#### Data to use
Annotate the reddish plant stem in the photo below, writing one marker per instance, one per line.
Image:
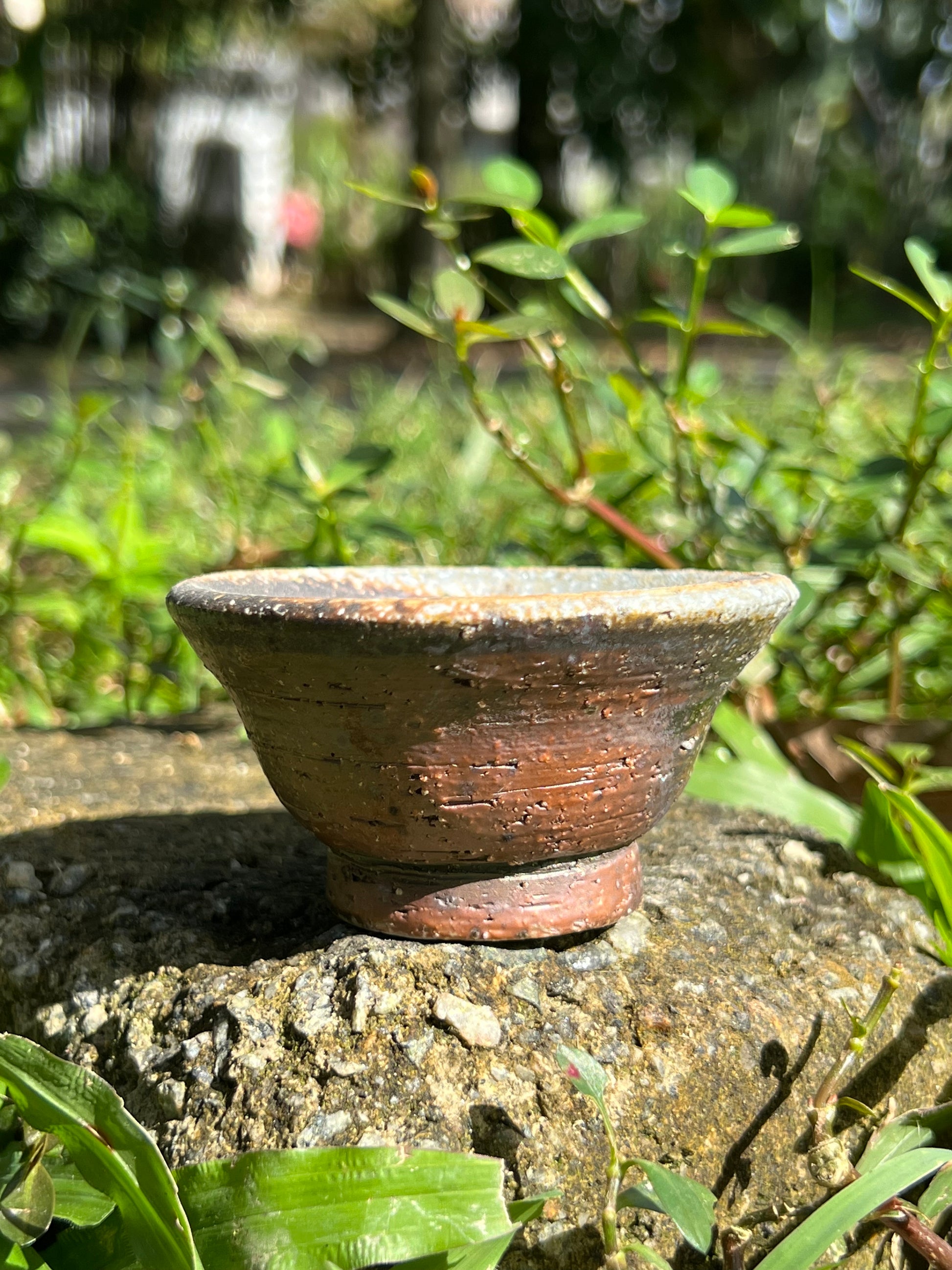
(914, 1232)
########
#### Data to use
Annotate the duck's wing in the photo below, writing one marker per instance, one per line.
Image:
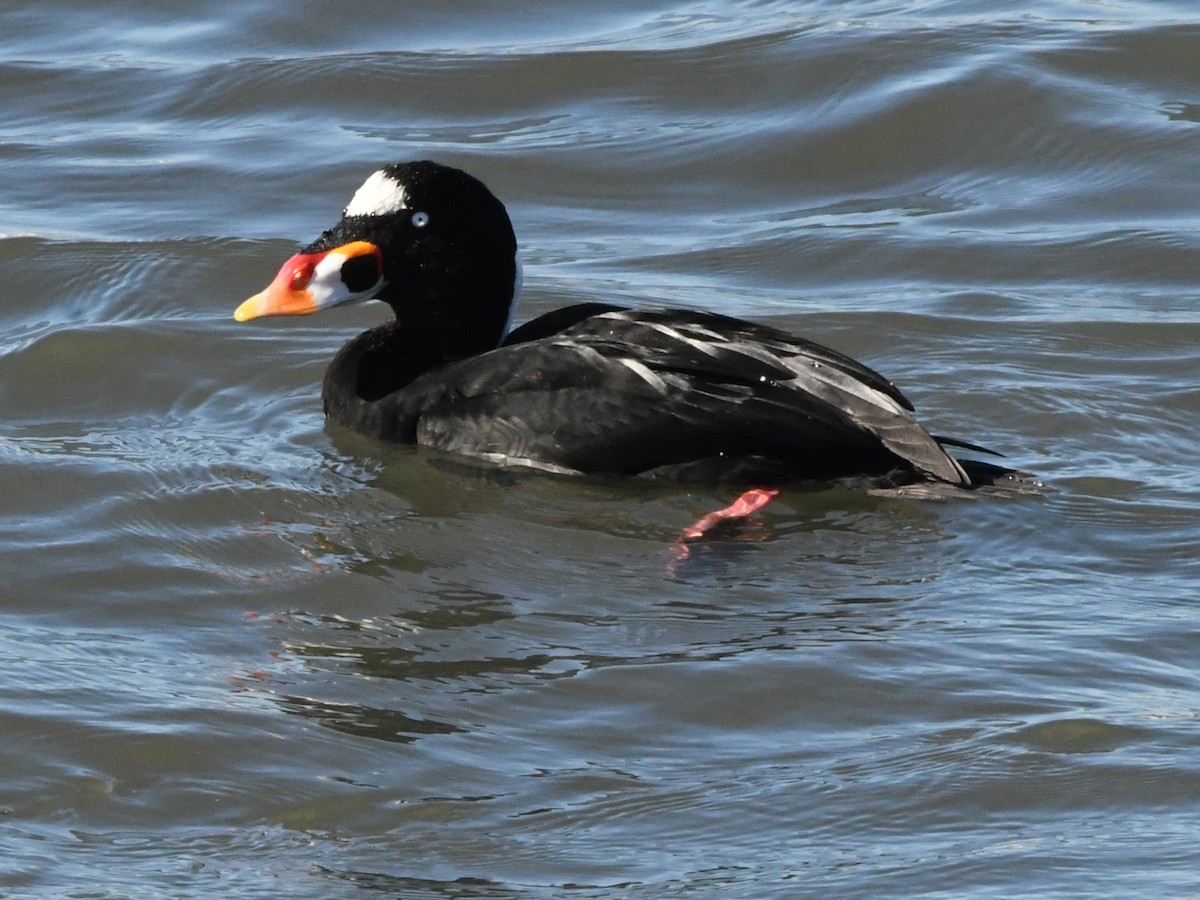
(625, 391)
########
• [Work required]: Convert the stretch from the line containing "Annotate the reddish" through the line containing "(914, 1232)" into a JSON list of strings, one string per line, with blank lines omitted. Leave the pictures out of the list.

• [Reply to the exercise]:
[
  "Annotate the reddish plant stem in the photo below, writing one marker per instance, one per line.",
  "Image:",
  "(914, 1232)"
]